Given task.
Locate each line in the records below that contains the word "wooden", and copy those lines out.

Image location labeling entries
● ● ● ● ●

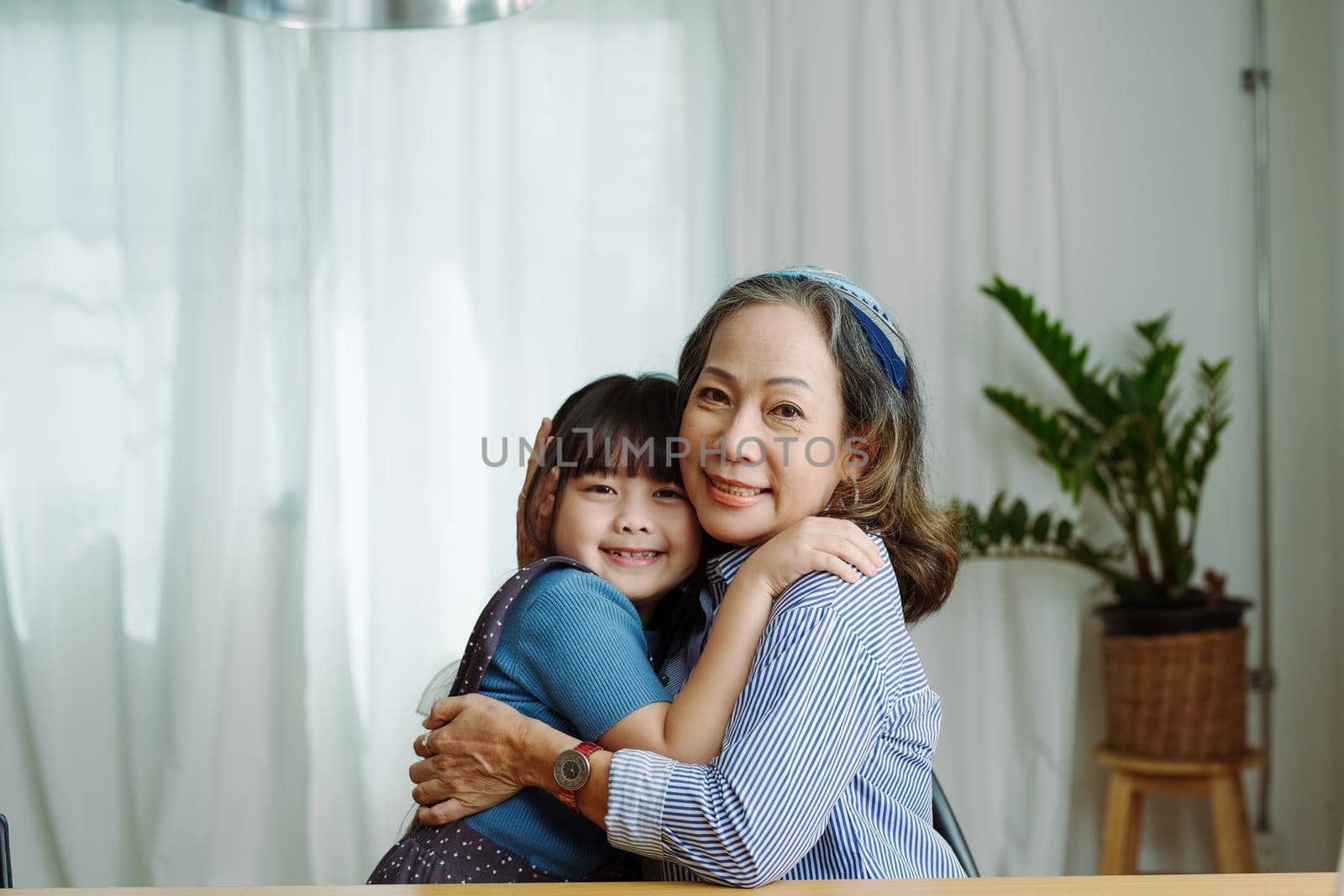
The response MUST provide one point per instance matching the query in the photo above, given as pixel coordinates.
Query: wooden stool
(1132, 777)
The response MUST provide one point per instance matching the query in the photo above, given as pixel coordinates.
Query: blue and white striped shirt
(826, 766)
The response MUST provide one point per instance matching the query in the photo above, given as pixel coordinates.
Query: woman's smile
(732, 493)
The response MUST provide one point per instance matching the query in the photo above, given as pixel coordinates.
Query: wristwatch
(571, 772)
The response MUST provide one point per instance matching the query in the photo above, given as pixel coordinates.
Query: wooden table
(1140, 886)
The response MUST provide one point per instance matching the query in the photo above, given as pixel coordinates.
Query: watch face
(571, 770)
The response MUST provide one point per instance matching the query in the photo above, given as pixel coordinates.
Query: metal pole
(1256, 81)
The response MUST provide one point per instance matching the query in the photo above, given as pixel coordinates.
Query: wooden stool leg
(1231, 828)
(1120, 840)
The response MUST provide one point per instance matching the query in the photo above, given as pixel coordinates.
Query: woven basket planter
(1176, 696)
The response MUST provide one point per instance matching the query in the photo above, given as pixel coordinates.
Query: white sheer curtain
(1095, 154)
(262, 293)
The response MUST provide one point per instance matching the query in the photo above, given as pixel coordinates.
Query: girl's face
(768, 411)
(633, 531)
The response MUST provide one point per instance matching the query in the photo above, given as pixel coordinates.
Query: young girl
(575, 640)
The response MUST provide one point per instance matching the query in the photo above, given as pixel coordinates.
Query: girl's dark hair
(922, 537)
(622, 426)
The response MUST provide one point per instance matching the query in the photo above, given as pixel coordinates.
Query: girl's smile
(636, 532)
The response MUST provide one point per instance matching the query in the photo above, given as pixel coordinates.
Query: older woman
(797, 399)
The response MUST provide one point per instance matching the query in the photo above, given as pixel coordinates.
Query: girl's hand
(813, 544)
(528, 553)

● ● ● ● ●

Reply.
Query: wooden stool
Query: wooden table
Query: wooden stool leg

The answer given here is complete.